= COMPITI DA SVOLGERE =
• 1. Secondo il brano sull'associazione Espérance, perché Schick aveva familiarità con la bicicletta quando partecipò al concorso? Spiegalo in una o al massimo tre frasi.
• 2. Prosegui il brano sull'associazione Espérance dopo la domanda con cui termina.

Proprio i volontari, anche giovani, dell’associazione rappresentano la sua vera forza. Lo testimonia una manifestazione come Espérance in Musica, nata anche grazie all’amicizia con i Vad Vuc (che l’hanno tenuta a battesimo). Un evento che ha saputo unire la spinta umanitaria della Ong e la solidarietà del territorio grazie, appunto, alla musica. Sullo schermo del Cinema Teatro scorrono le immagini del bel documentario di Andrea Palamara, girato nel 2019 in occasione del ventesimo di Espérance; e l’impatto con la verità dei luoghi in cui si reca l’associazione è potente.
Viene da pensare che davvero la vita sia l’arte dell’incontro... con il destino. Dicevamo di quel concorso e quel primo biglietto aereo. Quella pedalata per gioco, Ivan Schick, l’ha portata davvero lontano: l’avrebbe mai detto?
Assolutamente no – ci risponde con sincerità Schick –. Direi che quella di Espérance è una bella storia da raccontare e da condividere. Quando, pedalando, ho partecipato a quel concorso, vincendolo, avevo dalla mia una famigliarità con la bicicletta come corridore ciclista del Velo club Chiasso. Ho misurato tante strade, mi sono allenato una decina di anni su bici anche costose, acquistate con i sacrifici dei miei genitori, per non vincere in pratica mai nulla. L’unico premio è arrivato in un minuto, pedalando su un cyclo (l’ho scoperto poi) con i pedali di legno. Un evento che mi ha cambiato la vita: tutto è iniziato così. Oggi siamo qui con un gruppo favoloso di volontari che ha permesso tutto ciò.
Amicizia e buona volontà di mettersi a disposizione sono state il motore e hanno caratterizzato il ‘viaggio’ dell’associazione in realtà segnate da guerre e dittature feroci (come la Cambogia). Si vedono ancora i segni di quei passati tragici?

= ESTRATTI DEI DATI =
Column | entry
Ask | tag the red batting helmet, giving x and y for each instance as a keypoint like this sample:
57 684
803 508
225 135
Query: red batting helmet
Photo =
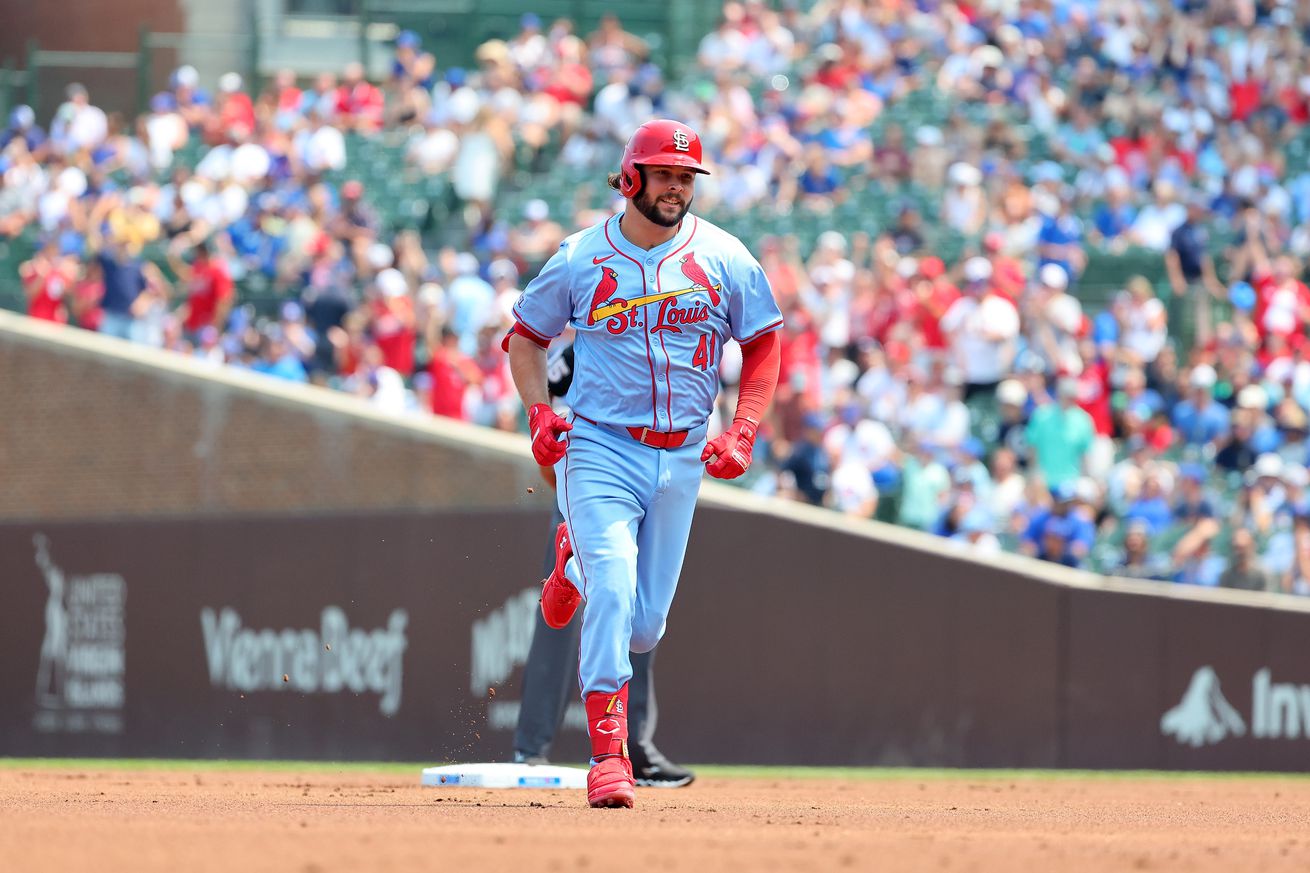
658 143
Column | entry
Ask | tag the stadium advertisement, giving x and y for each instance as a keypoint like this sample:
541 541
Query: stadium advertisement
402 636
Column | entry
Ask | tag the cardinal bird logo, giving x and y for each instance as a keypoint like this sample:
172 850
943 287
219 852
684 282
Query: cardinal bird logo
604 290
693 271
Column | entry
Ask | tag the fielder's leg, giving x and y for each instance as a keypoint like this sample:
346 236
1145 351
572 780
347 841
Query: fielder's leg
650 767
662 542
603 492
549 677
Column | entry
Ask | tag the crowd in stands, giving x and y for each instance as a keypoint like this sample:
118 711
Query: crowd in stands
942 367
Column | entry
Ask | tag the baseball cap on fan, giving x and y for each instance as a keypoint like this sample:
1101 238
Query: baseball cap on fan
977 269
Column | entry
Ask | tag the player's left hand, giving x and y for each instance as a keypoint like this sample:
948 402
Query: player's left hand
730 450
546 430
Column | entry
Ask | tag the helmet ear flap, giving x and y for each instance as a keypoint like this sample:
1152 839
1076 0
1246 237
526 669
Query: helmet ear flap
630 181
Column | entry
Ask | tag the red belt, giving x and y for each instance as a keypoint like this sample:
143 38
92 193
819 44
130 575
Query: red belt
653 438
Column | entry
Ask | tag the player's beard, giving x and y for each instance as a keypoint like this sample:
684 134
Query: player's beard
659 213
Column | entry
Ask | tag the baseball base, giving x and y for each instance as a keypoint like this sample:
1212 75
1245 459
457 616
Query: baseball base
505 776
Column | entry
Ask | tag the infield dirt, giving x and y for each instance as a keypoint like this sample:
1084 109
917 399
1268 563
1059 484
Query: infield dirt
55 819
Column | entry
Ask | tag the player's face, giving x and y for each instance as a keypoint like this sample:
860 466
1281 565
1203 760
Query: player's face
667 194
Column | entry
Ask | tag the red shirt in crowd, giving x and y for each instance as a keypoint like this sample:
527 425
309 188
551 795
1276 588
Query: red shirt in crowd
362 102
449 380
1243 98
929 311
47 303
1294 104
87 296
237 113
210 287
394 334
1094 396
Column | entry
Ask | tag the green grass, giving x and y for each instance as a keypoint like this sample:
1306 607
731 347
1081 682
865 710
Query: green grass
702 770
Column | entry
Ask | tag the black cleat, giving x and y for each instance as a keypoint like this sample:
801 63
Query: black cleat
656 771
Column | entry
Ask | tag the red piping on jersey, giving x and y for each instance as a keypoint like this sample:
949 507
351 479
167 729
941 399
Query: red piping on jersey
531 333
645 320
760 333
668 378
523 330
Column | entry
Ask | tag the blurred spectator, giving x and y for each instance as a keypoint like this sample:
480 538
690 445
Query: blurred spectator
22 125
77 125
1154 226
1242 570
1059 435
808 463
958 171
981 328
924 484
208 289
1199 418
452 375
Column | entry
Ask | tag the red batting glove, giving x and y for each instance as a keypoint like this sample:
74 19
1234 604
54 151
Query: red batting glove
546 429
732 448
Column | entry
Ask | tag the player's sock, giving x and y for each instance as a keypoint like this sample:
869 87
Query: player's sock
607 722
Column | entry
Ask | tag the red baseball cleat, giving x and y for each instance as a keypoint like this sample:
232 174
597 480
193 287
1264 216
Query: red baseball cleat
560 597
609 783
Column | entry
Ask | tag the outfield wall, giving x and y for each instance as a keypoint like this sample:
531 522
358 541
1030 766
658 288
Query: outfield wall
798 637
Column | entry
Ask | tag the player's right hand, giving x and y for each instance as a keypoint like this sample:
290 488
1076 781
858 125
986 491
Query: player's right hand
546 427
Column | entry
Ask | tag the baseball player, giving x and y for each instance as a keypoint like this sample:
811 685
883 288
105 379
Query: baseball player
553 662
653 295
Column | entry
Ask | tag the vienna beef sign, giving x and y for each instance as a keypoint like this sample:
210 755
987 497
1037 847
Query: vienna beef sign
326 659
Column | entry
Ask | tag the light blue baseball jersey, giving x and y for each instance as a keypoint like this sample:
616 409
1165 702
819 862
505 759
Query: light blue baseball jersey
650 324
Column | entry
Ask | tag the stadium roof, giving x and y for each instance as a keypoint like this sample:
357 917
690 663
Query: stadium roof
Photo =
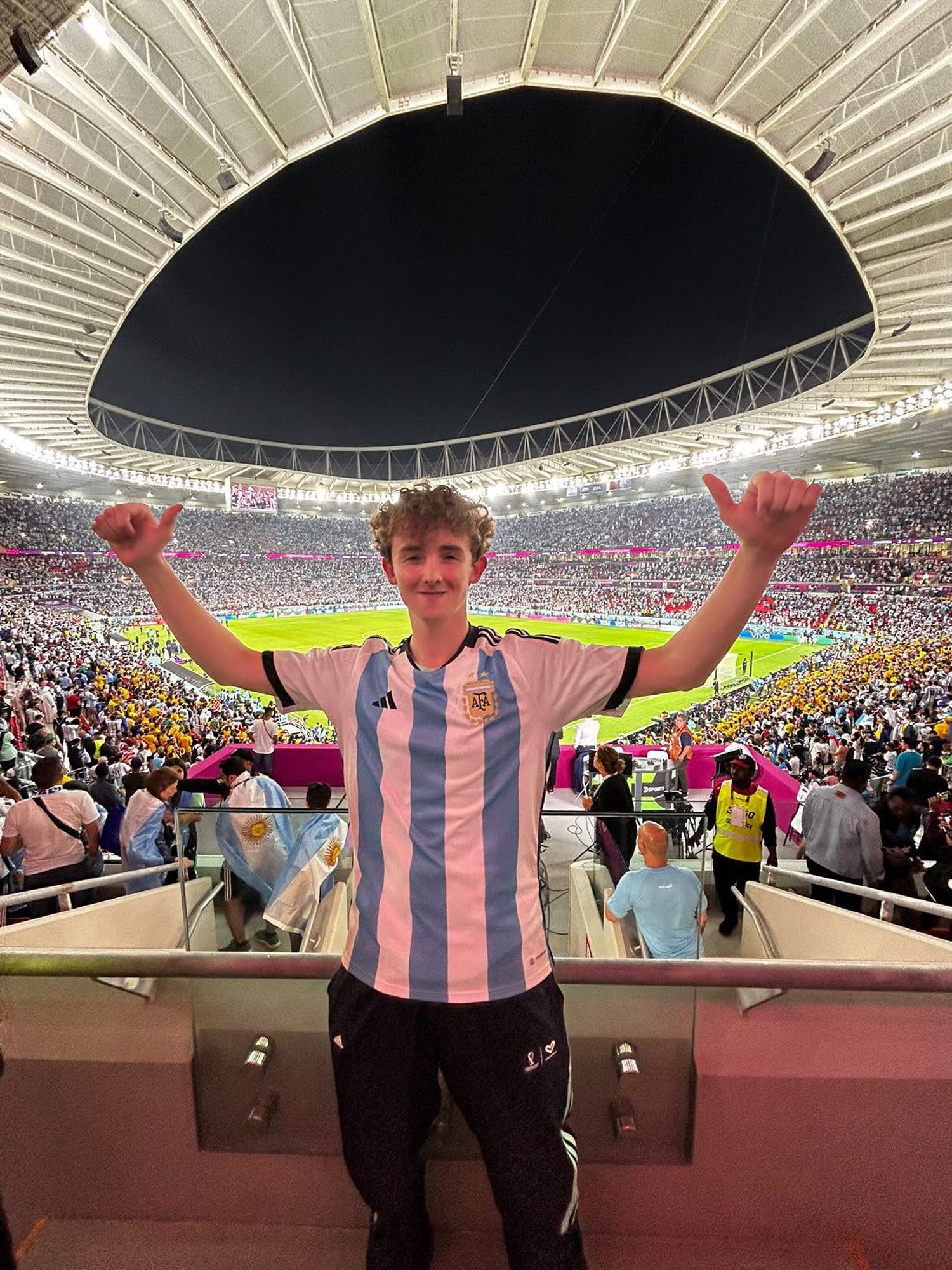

= RISPOSTE AI COMPITI =
• 1. Schick era corridore ciclista del Velo club Chiasso. Per una decina di anni si era allenato anche su bici costose, comprate con i sacrifici dei suoi genitori.

• 2.
È una regione, quella del Sudest asiatico, che ha vissuto centinaia di anni di conflitti. Nei nostri primi anni di impegno in zone non proprio turistiche ci siamo imbattuti più volte in quelli che sono ancora oggi i risultati di una guerra finita ormai cinquant’anni fa e i cui segni nella popolazione sono evidenti. E penso all’‘agent orange’ – l’agente arancio, un erbicida tattico usato dall’esercito statunitense come defoliante sul Vietnam del sud tra il 1961 e il 1971, ndr –, che ha tuttora un grande impatto e del quale si discute a tutt’oggi sul piano anche diplomatico per trovare delle soluzioni. Come le Ong pure l’umanità solo lavorando assieme e trovando un accordo può dare delle risposte alle guerre. Da parte nostra possiamo portare, e lo facciamo anche nelle scuole, la nostra esperienza. Di più non possiamo fare.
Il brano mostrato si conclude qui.